◆ 本文
● ● ● ● ●
本論では米国の事例を中心に、都市再生事業における関係者間のパートナーシップのあり方及び事業資金の調達手法を調べ、日本における新たな事業展開の方向について考察した。パートナーシップについては、最近、米国でNPOとの関係が急速に高まっていることから、本論でも彼らの関わり方に着目している。さらに、筆者は都市再生事業の内容に応じた適切なパートナーシップの構築が、結果的には市場からの投資資金の導入を容易にすると考えており、このような観点から、複数の事業事例について検討を行った。
2.
度重なる景気対策は、国と地方の財政事情を深刻な状況に追いやった。このため規模の大きな都市再生事業を財政資金によって実施することは従来よりも難しくなっている。日本の都市再生事業の主体は地方公共団体であるが、最大の財政規模を持つ東京都でも大幅な予算削減を行わざるを得なくなった。地方公共団体の期待は都市基盤整備公団、金融公庫資金、地方振興整備公団、民間都市開発推進機構などに注がれているが、いずれも財投改革の影響や財務内容改善の課題を抱えており、事業着手と資金投下は慎重にならざるを得まい。
3.
米国でも財政資金の効率的利用が大きな課題となっている。公営住宅再生事業に供与する補助金を最も有効に活用させるため、住宅都市開発省(HUD)は各地の住宅公社を競合させる方針をとっている。しかも、補助金供与の審査条件として、当該補助金を梃子にした民間資金の導入策を提示するようHUDは公社に義務付けている。ニューアーク住宅公社(NHA)による公営住宅再生事業Stella Wright Homeの場合、当該事業の一部にNCC(※1)などの大手非営利組織(NPO)が側面から参画することによって、3,500万ドルの補助金供与が認められた。
(※1) NCC: New Community Corporation
4.
ニューヨーク市、住宅保存開発局(HPD)の事業プログラムには、当初から大手NPOであるLISC(※2)やNYCHP(※3)がHPDのパートナーとして組み込まれている。HPDはこれらパートナーの資金を活用し、CDCs(※4)に公営住宅の運営を引き継がせる事業や、ハーレム地域において1億ドル強の商業施設やコンドミニアム開発事業等を実現させ、荒廃した地域を再生させようとしている。パートナーにとってもNPOとしての社会的使命を実現していくためには、許認可権を持つ公共部門とのパートナーシップ構築が望ましい。
(※2) LISC: Local Initiative Support Corporation、(※3) NYCHP: New York City Housing Partnership
(※4) Community Development Corporations
5.
ボストンではBRA(※5)が数多くの再開発事業や都市再生事業を実施してきた。BRAの資産規模は小さいが、ボストン市全域の都市計画に責任と許認可権を有し、同市で最長の事業経験を持つ。この点は、国際コンベンション・センター事業資金の市を通じた起債による調達時においても、業務を確実に遂行しうるという観点から投資家に評価されている。また、ワシントン・ストリート再生事業では、公的機関であるBRAが、再生事業を行う民間ディベロッパーに対し先行して融資を行ったことによって、民間融資が沿道の再生事業に継続的に投下されるきっかけを生んだ。BRAは、自ら将来の街並み形成を担保し、場合によっては民間ディベロッパーに替わって自らの力で事業を推進する能力を持つ。それだけに、完成しなければ収益を生まない開発型事業や都市再生事業等に参加する民間パートナーや投資家等にとって、その存在は、着工時点で完成が保証されていることに等しい効果を持つ。
● ● ● ● ●
◆ データセット
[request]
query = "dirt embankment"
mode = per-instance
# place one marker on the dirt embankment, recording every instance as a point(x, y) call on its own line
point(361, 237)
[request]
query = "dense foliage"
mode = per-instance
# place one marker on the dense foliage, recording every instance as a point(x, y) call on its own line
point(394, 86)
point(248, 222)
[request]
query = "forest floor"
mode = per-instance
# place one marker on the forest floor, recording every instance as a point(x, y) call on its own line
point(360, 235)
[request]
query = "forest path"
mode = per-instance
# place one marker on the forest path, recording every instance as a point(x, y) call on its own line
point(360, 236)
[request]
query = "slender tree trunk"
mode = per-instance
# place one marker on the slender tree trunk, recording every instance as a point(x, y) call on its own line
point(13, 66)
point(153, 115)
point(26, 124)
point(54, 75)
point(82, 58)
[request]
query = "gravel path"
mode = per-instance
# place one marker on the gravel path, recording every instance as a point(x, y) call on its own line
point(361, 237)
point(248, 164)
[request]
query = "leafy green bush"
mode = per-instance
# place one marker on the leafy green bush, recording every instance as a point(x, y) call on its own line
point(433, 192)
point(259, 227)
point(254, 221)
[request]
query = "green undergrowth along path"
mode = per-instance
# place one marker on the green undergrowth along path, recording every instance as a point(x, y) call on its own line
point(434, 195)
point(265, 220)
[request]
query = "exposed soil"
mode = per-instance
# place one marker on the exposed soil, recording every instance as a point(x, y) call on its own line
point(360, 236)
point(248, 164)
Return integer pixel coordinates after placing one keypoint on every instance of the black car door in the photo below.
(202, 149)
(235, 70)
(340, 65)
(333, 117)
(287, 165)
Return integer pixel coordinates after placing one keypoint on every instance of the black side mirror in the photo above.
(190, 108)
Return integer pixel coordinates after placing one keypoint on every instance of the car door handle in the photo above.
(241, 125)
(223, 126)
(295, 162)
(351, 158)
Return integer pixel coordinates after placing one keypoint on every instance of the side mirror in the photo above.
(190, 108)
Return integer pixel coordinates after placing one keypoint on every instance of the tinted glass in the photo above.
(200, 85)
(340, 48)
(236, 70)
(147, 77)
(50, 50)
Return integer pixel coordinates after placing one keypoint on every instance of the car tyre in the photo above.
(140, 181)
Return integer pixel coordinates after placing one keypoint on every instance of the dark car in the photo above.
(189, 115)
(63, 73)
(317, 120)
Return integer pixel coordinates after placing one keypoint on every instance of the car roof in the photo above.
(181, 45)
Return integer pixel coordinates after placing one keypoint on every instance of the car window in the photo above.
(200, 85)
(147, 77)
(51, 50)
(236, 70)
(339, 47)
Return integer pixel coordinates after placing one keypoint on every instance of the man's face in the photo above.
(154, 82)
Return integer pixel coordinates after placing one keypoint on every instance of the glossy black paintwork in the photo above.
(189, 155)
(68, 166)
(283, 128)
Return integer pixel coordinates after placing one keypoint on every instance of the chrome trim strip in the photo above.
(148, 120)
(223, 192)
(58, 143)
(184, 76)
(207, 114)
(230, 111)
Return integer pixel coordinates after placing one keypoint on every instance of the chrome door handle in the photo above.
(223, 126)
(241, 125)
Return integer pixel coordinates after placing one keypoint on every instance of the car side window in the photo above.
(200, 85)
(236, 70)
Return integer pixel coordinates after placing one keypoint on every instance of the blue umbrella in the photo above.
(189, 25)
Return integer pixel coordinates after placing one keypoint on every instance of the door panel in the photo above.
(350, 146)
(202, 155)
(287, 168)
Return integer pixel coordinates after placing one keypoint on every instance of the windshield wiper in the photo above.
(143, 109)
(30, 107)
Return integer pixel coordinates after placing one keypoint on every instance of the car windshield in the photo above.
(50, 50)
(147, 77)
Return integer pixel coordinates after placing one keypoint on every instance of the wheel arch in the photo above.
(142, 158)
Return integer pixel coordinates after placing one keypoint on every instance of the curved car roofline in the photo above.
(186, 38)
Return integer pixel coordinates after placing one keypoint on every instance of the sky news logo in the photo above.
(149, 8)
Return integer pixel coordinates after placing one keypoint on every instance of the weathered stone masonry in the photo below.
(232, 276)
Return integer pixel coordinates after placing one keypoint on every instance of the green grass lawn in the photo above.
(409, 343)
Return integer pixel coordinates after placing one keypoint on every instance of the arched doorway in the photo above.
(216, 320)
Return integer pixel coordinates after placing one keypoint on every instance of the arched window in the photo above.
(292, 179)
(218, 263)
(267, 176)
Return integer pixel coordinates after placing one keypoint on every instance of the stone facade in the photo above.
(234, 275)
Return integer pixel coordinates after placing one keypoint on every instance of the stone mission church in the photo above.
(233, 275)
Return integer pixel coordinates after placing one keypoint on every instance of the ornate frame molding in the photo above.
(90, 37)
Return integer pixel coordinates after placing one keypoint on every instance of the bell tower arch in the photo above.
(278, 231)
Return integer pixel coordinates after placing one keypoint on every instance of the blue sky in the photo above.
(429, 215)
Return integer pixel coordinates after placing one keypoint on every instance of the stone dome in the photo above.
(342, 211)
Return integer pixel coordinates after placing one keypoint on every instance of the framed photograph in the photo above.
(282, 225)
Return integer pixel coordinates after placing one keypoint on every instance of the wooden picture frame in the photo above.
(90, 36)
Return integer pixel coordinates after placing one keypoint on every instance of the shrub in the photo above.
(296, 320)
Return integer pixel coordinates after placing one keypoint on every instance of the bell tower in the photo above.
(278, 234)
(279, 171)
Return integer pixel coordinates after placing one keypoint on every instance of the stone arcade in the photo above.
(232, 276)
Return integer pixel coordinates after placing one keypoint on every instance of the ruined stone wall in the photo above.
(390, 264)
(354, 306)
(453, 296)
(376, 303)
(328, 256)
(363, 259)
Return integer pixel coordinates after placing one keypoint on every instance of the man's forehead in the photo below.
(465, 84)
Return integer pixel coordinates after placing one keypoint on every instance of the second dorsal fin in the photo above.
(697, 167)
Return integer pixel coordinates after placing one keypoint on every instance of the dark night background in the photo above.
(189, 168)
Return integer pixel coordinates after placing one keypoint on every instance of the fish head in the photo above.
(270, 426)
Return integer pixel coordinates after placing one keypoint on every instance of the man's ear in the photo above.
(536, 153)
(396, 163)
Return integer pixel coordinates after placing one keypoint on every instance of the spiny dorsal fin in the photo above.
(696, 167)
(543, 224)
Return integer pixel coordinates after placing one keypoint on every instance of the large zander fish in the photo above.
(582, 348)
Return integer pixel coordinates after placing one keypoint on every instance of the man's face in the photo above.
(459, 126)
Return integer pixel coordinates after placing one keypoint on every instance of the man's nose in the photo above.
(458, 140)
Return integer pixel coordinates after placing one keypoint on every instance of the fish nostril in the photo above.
● ● ● ● ●
◆ 課題
**1)** (a)〜(c)の各記述が本文と合っているかを「はい」か「いいえ」で判定し、判断の決め手となる本文の語句をそのまま引用せよ。
(a) ニューアーク住宅公社の公営住宅再生事業には、3,500万ドルの補助金供与が認められた。
(b) BRAは大きな資産規模を持つ。
(c) HUDは各地の住宅公社を競合させる方針をとっている。
**2)** 本文に基づいて、(a)〜(c)の問いに答えよ。
(a) 日本の都市再生事業の主体は何か。
(b) HPDが1億ドル強の商業施設やコンドミニアム開発事業等を実現させた地域はどこか。
(c) BRAが民間ディベロッパーに対し先行して融資を行ったのは、何という事業か。
**3)** 本文の「度重なる景気対策は、国と地方」から「下は慎重にならざるを得まい。」までを、両端を含めて一字一句そのまま書き写せ。
エントリは本文とは切り離された別の資料である。

◆ 解答
**1)**
(a) はい。「3,500万ドルの補助金供与が認められた」
(b) いいえ。「BRAの資産規模は小さいが」
(c) はい。「住宅都市開発省(HUD)は各地の住宅公社を競合させる方針をとっている」

**2)**
(a) 地方公共団体
(b) ハーレム地域
(c) ワシントン・ストリート再生事業

**3)**
度重なる景気対策は、国と地方の財政事情を深刻な状況に追いやった。このため規模の大きな都市再生事業を財政資金によって実施することは従来よりも難しくなっている。日本の都市再生事業の主体は地方公共団体であるが、最大の財政規模を持つ東京都でも大幅な予算削減を行わざるを得なくなった。地方公共団体の期待は都市基盤整備公団、金融公庫資金、地方振興整備公団、民間都市開発推進機構などに注がれているが、いずれも財投改革の影響や財務内容改善の課題を抱えており、事業着手と資金投下は慎重にならざるを得まい。